• Data to examine:
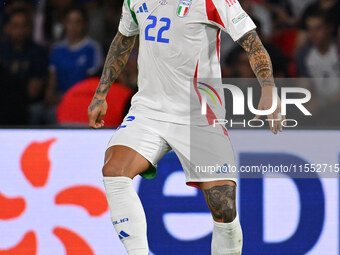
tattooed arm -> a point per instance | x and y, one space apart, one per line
262 66
116 60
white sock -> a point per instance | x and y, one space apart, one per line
127 214
227 238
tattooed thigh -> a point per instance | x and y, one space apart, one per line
222 202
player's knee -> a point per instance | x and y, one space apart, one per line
114 169
230 214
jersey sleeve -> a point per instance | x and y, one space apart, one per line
128 25
229 16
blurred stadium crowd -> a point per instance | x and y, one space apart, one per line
50 50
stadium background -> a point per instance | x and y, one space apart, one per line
51 192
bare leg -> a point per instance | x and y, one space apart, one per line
227 234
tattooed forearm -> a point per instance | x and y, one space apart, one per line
222 202
258 58
116 60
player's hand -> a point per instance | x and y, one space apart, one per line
275 119
96 112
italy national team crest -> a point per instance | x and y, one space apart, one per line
183 8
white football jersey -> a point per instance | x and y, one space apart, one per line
179 41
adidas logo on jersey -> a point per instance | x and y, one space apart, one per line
143 9
123 235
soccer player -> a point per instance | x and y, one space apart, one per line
179 43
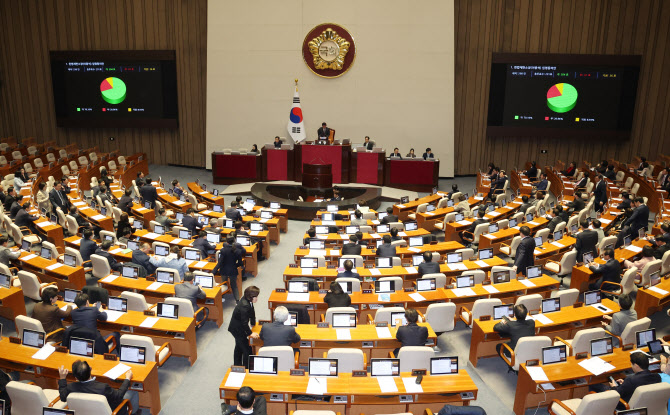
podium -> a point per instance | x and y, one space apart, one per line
317 176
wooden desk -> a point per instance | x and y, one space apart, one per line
566 323
44 373
12 303
362 394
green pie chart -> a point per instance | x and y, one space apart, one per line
113 90
561 97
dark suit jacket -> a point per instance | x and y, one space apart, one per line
412 335
524 255
351 249
515 330
114 396
277 334
586 241
243 315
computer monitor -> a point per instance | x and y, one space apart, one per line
322 367
265 365
298 286
383 262
129 272
384 367
133 354
486 253
465 281
167 310
534 271
205 281
645 336
118 304
601 346
344 320
554 354
444 365
500 311
426 284
81 347
550 305
382 287
309 262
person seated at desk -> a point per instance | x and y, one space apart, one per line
352 247
626 387
390 217
86 384
336 297
277 333
348 271
103 251
412 334
428 266
515 329
386 250
618 321
49 314
247 403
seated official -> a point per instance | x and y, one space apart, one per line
412 334
336 297
515 329
626 387
86 384
277 333
247 403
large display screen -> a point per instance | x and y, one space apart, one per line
115 88
533 94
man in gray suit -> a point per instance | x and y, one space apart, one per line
277 333
191 292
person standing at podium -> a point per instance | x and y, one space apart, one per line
324 132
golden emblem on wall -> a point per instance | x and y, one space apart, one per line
329 50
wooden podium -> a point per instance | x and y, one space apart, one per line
317 176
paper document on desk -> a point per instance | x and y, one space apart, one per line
343 334
383 333
317 386
117 371
596 365
387 384
537 373
235 379
44 352
411 386
301 297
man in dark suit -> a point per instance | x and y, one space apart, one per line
610 271
515 330
149 193
626 387
386 249
524 252
103 251
277 333
428 266
390 218
352 248
85 384
323 132
412 334
141 257
230 259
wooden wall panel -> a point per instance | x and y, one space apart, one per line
29 29
627 27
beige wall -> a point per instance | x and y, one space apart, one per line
399 91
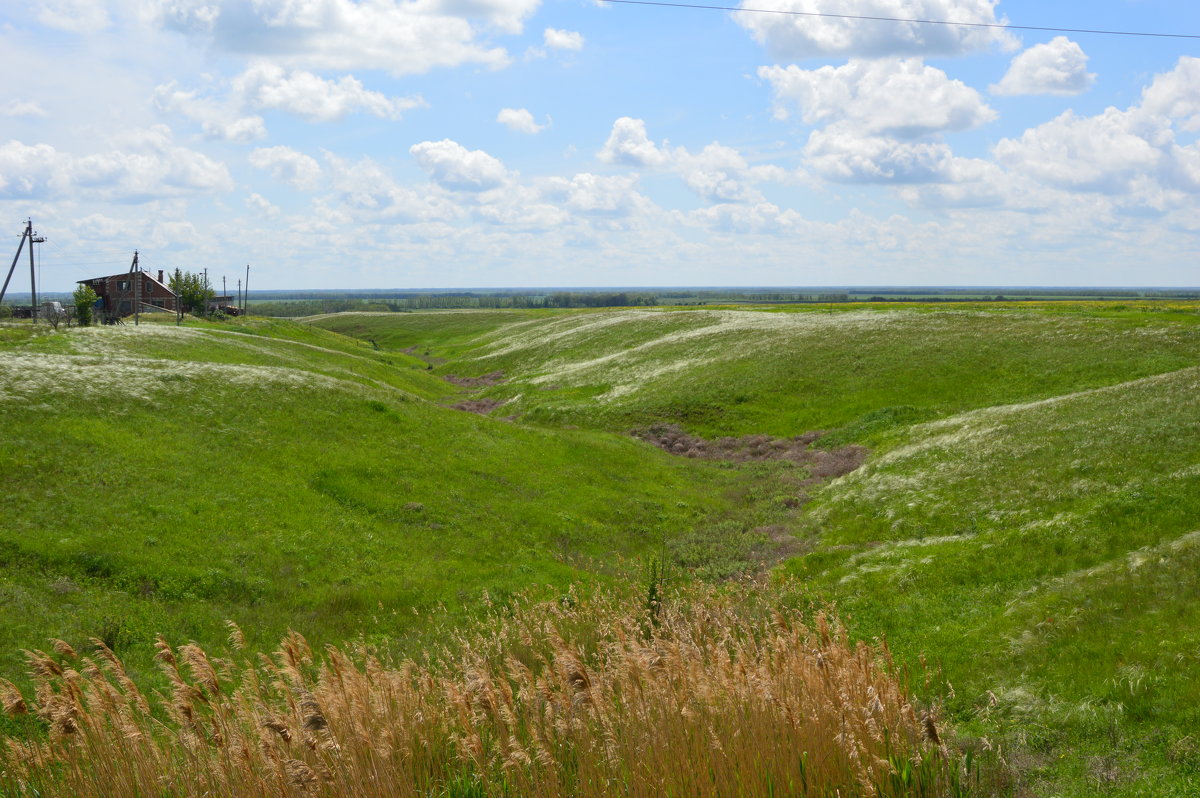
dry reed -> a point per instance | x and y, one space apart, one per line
707 694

• Goal of the exercise: Print each record exactly as it stands, omitting the pictures.

• Expected answer:
tattooed arm -> a point per instance | x and y, one space apart, one per line
262 66
116 60
white sock -> a point per instance | x and y, one space apart, one per line
127 214
227 238
tattooed thigh -> a point per instance | x and y, one space apart, one per line
222 202
player's knee -> a point per instance | x and y, one space apart, one per line
114 169
230 214
jersey sleeve -> a point per instance | x and y, one space apart, one per line
128 25
229 16
blurred stadium crowd -> a point per instance | x and y, one space apart, one per line
50 50
stadium background -> a point per instance | x and y, one space apart, one per line
51 192
bare leg -> a point per instance | x and y, one space apart, one per line
227 234
tattooed forearm -> a point per instance | x and y, one space apart, one per line
222 202
258 58
116 60
player's hand -> a point per instance | x and y, one space apart, one per line
275 119
96 112
italy national team crest -> a point per instance | x and y, one space apart, one per line
183 8
white football jersey -> a point per instance | x and y, one space apart, one per line
179 41
adidas logo on jersey -> a point per instance | x and y, one space apart, one per line
143 9
123 235
soccer player -> a point per instance | x and y, one space apart, one per line
179 43
podium -> a point per instance | x and y, one space apart, one per line
317 176
wooden desk -> a point per instance | x and y, one space apart, one per line
566 323
44 373
12 303
362 394
green pie chart -> a point per instance | x and y, one space apart, one per line
113 90
561 97
dark suit jacket -> a point per instance | x and y, one space apart, one per line
412 335
524 255
351 249
515 330
114 396
277 334
586 241
243 315
computer monitor -> a point per instance | x and y, one space apart, one per line
322 367
265 365
298 286
383 262
129 272
384 367
133 354
486 253
465 281
167 310
534 271
205 281
645 336
118 304
601 346
344 320
554 354
444 365
500 311
426 284
81 347
550 305
382 287
309 262
person seated at desk -> a point per instance | x and y, one space apart, one per line
352 247
626 387
390 217
86 384
336 297
277 333
348 271
103 251
412 334
428 266
515 329
386 250
618 321
49 314
247 403
seated official -> a point per instance | x and y, one space apart, one per line
412 334
336 297
515 329
626 387
86 384
277 333
247 403
large display screen -> a point per instance | x and y, one space apart, one per line
115 88
533 94
man in gray suit -> a point per instance | x and y, one space apart, one per line
277 333
191 292
person standing at podium -> a point per instance | x and y, one space apart, one per line
324 132
golden emblem on wall -> a point per instance | x and y, one space apart, one per line
329 50
wooden podium -> a point per instance | x and y, one space apart, one per line
317 176
paper document on desk -> a point per instance | x and y, one space apart, one per line
343 334
383 333
317 386
117 371
596 365
387 384
537 373
235 379
44 352
411 386
301 297
man in dark suit -> a point per instance | x and y, one space apart, one per line
610 271
515 330
149 193
626 387
386 249
524 252
103 251
277 333
428 266
390 218
352 248
85 384
323 132
412 334
141 257
230 259
wooden wall panel -> a point per instance | x and y, one space apart, one per line
29 29
627 27
beige wall -> a point per instance | x and y, one space apart, one per line
399 91
dry reed -> a point per instance | x and y, one space apart, one per line
707 694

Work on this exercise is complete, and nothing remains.